=== Begin Enclosure ===
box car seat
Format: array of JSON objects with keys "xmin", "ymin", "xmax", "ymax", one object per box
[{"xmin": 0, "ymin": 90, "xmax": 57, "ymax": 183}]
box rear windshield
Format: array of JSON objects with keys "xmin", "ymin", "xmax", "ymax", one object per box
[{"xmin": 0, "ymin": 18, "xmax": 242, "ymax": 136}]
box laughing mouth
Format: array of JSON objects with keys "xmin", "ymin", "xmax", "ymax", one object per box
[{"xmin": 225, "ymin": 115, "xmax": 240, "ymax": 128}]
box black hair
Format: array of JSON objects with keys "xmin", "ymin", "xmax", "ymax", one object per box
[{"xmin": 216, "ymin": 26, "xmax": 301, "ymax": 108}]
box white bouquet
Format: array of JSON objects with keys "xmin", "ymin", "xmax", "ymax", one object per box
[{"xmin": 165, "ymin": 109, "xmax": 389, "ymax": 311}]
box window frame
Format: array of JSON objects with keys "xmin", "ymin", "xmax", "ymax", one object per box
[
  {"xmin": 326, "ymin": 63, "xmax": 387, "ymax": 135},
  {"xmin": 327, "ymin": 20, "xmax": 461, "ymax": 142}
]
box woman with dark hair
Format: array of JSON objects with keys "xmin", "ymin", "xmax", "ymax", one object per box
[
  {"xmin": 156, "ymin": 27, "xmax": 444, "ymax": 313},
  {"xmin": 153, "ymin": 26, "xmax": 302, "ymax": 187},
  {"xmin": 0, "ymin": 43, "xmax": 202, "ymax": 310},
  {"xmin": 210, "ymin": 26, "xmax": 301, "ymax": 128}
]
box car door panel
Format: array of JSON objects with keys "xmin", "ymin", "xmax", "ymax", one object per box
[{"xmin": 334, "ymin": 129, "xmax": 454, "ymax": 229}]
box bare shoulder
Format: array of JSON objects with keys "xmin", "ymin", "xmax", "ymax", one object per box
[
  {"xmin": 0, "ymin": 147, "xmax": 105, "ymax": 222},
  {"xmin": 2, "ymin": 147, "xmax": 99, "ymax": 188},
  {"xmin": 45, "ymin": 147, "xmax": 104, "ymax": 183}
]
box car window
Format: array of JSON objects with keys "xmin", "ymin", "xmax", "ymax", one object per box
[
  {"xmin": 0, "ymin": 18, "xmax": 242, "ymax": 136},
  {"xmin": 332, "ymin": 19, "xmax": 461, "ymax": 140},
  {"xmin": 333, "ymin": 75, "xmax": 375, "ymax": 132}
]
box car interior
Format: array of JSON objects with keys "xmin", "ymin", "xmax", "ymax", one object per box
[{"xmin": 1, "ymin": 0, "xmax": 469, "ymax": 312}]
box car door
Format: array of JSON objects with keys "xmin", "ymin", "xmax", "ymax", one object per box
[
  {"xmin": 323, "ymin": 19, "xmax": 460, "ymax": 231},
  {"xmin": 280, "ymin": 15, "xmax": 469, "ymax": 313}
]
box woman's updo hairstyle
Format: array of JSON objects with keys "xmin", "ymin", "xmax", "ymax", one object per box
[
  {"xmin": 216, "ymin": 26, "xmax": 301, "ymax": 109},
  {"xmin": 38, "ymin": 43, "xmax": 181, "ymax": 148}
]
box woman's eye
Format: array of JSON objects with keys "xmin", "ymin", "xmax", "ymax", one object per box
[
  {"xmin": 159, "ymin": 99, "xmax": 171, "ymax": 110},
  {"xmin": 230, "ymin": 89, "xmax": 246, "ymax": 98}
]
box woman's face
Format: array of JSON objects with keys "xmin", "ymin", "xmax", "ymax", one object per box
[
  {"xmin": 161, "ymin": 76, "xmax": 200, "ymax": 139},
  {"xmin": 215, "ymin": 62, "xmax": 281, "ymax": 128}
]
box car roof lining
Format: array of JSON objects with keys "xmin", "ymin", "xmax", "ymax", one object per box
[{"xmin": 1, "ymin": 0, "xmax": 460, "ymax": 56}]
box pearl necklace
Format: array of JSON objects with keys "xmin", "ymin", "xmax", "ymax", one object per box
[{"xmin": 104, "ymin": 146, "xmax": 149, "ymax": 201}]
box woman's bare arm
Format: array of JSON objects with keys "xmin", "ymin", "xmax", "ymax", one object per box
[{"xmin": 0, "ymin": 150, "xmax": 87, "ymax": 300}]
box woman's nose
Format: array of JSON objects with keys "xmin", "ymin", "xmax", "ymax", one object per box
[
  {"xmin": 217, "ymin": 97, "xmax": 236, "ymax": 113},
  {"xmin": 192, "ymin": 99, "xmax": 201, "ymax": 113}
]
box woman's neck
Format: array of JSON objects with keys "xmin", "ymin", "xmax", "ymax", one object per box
=== End Enclosure ===
WHAT TO PRODUCE: The answer must be a word-for-word transcription of every record above.

RESPONSE TO THIS EXERCISE:
box car seat
Format: array of JSON objects with keys "xmin", "ymin", "xmax", "ymax", one object per box
[{"xmin": 0, "ymin": 90, "xmax": 57, "ymax": 183}]
box rear windshield
Format: array of JSON objects with keys "xmin", "ymin", "xmax", "ymax", one object per box
[{"xmin": 0, "ymin": 18, "xmax": 242, "ymax": 136}]
box laughing mouth
Format: array of JSON objects with keys "xmin", "ymin", "xmax", "ymax", one object per box
[{"xmin": 225, "ymin": 115, "xmax": 240, "ymax": 128}]
box black hair
Format: array of JSON objects with keys "xmin", "ymin", "xmax", "ymax", one object per box
[{"xmin": 216, "ymin": 26, "xmax": 301, "ymax": 108}]
box white bouquet
Format: array of JSON objects with keys "xmin", "ymin", "xmax", "ymax", one object per box
[{"xmin": 165, "ymin": 109, "xmax": 389, "ymax": 311}]
box window frame
Format: array of JSON objects with keys "xmin", "ymin", "xmax", "ymax", one object per box
[
  {"xmin": 326, "ymin": 63, "xmax": 387, "ymax": 135},
  {"xmin": 327, "ymin": 20, "xmax": 461, "ymax": 142}
]
box woman with dark hair
Format: array of JSON objects with keys "xmin", "ymin", "xmax", "ymax", one object per box
[
  {"xmin": 156, "ymin": 27, "xmax": 444, "ymax": 313},
  {"xmin": 153, "ymin": 26, "xmax": 302, "ymax": 187},
  {"xmin": 0, "ymin": 43, "xmax": 202, "ymax": 310},
  {"xmin": 210, "ymin": 26, "xmax": 301, "ymax": 128}
]
box car door panel
Format: array of JSON objects with keys "xmin", "ymin", "xmax", "ymax", one object per box
[{"xmin": 334, "ymin": 129, "xmax": 454, "ymax": 229}]
box bare shoulder
Format: array of JSON objects with keys "xmin", "ymin", "xmax", "ymax", one object per box
[
  {"xmin": 0, "ymin": 147, "xmax": 105, "ymax": 222},
  {"xmin": 2, "ymin": 147, "xmax": 99, "ymax": 188},
  {"xmin": 45, "ymin": 147, "xmax": 104, "ymax": 183}
]
box car window
Format: array of JSON objects with keys "xmin", "ymin", "xmax", "ymax", one object per box
[
  {"xmin": 0, "ymin": 18, "xmax": 242, "ymax": 136},
  {"xmin": 332, "ymin": 19, "xmax": 461, "ymax": 140},
  {"xmin": 333, "ymin": 75, "xmax": 375, "ymax": 132}
]
box car interior
Format: array of JSON objects with keys "xmin", "ymin", "xmax", "ymax", one object per box
[{"xmin": 1, "ymin": 0, "xmax": 469, "ymax": 312}]
box car door
Format: array of JSON objects with keys "xmin", "ymin", "xmax", "ymax", one object per box
[
  {"xmin": 323, "ymin": 19, "xmax": 460, "ymax": 231},
  {"xmin": 280, "ymin": 15, "xmax": 469, "ymax": 313}
]
box woman's updo hairstyle
Format: array of JSON objects with keys "xmin", "ymin", "xmax", "ymax", one object per box
[
  {"xmin": 216, "ymin": 26, "xmax": 301, "ymax": 109},
  {"xmin": 38, "ymin": 43, "xmax": 181, "ymax": 148}
]
box woman's eye
Format: array of JSON objects with keys "xmin", "ymin", "xmax", "ymax", one object per box
[
  {"xmin": 159, "ymin": 99, "xmax": 171, "ymax": 110},
  {"xmin": 230, "ymin": 89, "xmax": 246, "ymax": 98}
]
box woman's face
Format: array of JSON objects with keys "xmin", "ymin", "xmax", "ymax", one object per box
[
  {"xmin": 161, "ymin": 76, "xmax": 200, "ymax": 139},
  {"xmin": 215, "ymin": 62, "xmax": 281, "ymax": 128}
]
box car roof lining
Format: array of JSON objects with keys "xmin", "ymin", "xmax", "ymax", one object per box
[{"xmin": 1, "ymin": 0, "xmax": 460, "ymax": 56}]
box pearl necklace
Format: array of JSON objects with keys "xmin", "ymin", "xmax", "ymax", one object per box
[{"xmin": 104, "ymin": 146, "xmax": 149, "ymax": 201}]
box woman's bare arm
Format: array of JSON objects with keys "xmin", "ymin", "xmax", "ymax", one object per box
[{"xmin": 0, "ymin": 150, "xmax": 87, "ymax": 300}]
box woman's nose
Format: array of JSON objects with keys "xmin", "ymin", "xmax", "ymax", one object per box
[
  {"xmin": 217, "ymin": 97, "xmax": 236, "ymax": 113},
  {"xmin": 192, "ymin": 99, "xmax": 201, "ymax": 113}
]
box woman's neck
Format: array of JSON objects with keys "xmin", "ymin", "xmax", "ymax", one object per box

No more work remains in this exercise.